Network testing plays a huge part in the world of cables, but the details surrounding network cable tests are not well known. For starters, there are different types of testers for different types of technologies, and different tests that can troubleshoot different issues. For this article we will focus on RJ45 Ethernet testers, what they are and what purpose they serve.

To start with, we will go over some typical terminology that is used in regards to network testing. We will also explore different types of network tests, and how they are executed. Many of these measurements are calculated by using mathematical formulas, of which we will show a few. If you would like to get into more technical detail with these equations, please see the ANSI/TIA-568-C.2 specification at tiaonline.org.

Professional Testers

There are numerous different types of network cable testers available on the market today. What differentiates professional network testers from other standard testers? The most obvious difference between a generic standard tester and a professional tester is typically the name brand and the cost, as professional network testers usually are much more expensive than other testers. Standard testers can be used by anyone wanting to check the quality of their cables. Professional network testers are typically used in commercial environments and can be used to certify a professional cable installer's work. Ideally, cable manufacturers should test network cables after they are constructed. Then they should be re-tested by an installer before they are placed inside a network. These types of tests are considered preventative maintenance as they ensure the job meets all requirements for the network. Professional testers will have more capabilities when it comes to troubleshooting cable, all while maintaining a higher grade of accuracy. As an added bonus, professional testers will allow you to track and archive your network cable test results for future reference. Having data to reference is especially important when it comes to certifying cables, as the same network may be tested multiple times over a span of a few years. Newer professional network testers will also consolidate all of your test results in one place, and will allow you to upload and manage those results from different projects directly on your smartphone. Larger companies that have multiple professional testers can download software in order to keep all the various network testing results and network tester information in one place.

Checking the quality of wires inside an Ethernet cable is relatively quick and easy. Most testers require you to plug one end of the cable connectors directly into the RJ45 ports on the side of the tester. Standard testers are typically manual and professional testers are usually automatic. The automatic tester will test all the eight wires at once. The automatic tester allows you to use contrasting TIA/ISO testing procedures to highlight many individual tests to check for compliance. TIA/ISO stands for "Telecommunications Industry Association/ International Organization for Standardization."

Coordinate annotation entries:
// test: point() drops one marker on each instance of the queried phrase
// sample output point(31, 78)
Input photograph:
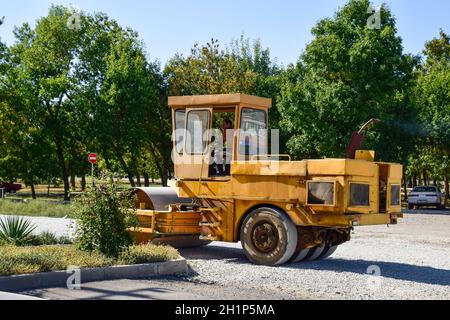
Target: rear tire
point(268, 237)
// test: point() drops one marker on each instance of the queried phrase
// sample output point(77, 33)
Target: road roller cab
point(229, 187)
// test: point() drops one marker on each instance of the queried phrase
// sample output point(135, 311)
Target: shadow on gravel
point(394, 270)
point(90, 292)
point(430, 211)
point(214, 252)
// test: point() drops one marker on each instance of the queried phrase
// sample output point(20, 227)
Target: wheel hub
point(265, 237)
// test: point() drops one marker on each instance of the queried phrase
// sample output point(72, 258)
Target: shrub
point(15, 230)
point(21, 260)
point(147, 253)
point(48, 238)
point(103, 216)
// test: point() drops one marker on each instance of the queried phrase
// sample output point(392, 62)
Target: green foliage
point(347, 75)
point(15, 230)
point(103, 216)
point(148, 253)
point(35, 208)
point(432, 96)
point(47, 239)
point(24, 260)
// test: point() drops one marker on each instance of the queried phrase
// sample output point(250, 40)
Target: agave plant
point(16, 230)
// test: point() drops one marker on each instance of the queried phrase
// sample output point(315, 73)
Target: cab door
point(197, 144)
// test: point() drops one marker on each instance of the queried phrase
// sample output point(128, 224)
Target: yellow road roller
point(228, 187)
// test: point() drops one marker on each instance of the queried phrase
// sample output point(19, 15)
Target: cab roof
point(219, 100)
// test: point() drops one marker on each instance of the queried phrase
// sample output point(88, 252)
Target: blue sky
point(284, 26)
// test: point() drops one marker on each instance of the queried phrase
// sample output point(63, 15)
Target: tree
point(433, 98)
point(45, 58)
point(348, 74)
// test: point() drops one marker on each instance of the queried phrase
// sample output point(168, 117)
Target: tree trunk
point(405, 190)
point(83, 182)
point(33, 191)
point(62, 165)
point(138, 179)
point(447, 191)
point(425, 178)
point(146, 179)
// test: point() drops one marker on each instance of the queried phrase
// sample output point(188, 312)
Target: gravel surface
point(411, 258)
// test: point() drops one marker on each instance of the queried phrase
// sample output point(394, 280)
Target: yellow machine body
point(316, 195)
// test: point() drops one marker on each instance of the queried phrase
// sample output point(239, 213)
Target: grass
point(37, 208)
point(25, 260)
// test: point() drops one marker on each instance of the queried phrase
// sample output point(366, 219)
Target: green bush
point(15, 230)
point(103, 216)
point(22, 260)
point(42, 208)
point(147, 254)
point(47, 239)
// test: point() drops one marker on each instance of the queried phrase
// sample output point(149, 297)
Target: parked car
point(426, 196)
point(11, 187)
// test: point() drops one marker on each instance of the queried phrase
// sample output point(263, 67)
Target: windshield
point(424, 189)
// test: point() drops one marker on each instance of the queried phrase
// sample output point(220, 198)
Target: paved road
point(413, 259)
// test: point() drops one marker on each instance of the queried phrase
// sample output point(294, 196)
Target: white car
point(426, 196)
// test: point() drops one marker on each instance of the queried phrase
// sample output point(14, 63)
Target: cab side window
point(197, 125)
point(179, 130)
point(253, 132)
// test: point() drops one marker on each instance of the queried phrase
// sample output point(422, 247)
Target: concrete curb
point(59, 278)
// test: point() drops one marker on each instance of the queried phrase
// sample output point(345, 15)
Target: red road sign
point(92, 158)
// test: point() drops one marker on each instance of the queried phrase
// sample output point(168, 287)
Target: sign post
point(92, 158)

(TO DO)
Rewrite the part of the network testing text that opens with the words containing "Network testing plays" and closes with "purpose they serve.", changing "RJ45 Ethernet testers" to "Ethernet cable testers".

(TASK RESULT)
Network testing plays a huge part in the world of cables, but the details surrounding network cable tests are not well known. For starters, there are different types of testers for different types of technologies, and different tests that can troubleshoot different issues. For this article we will focus on Ethernet cable testers, what they are and what purpose they serve.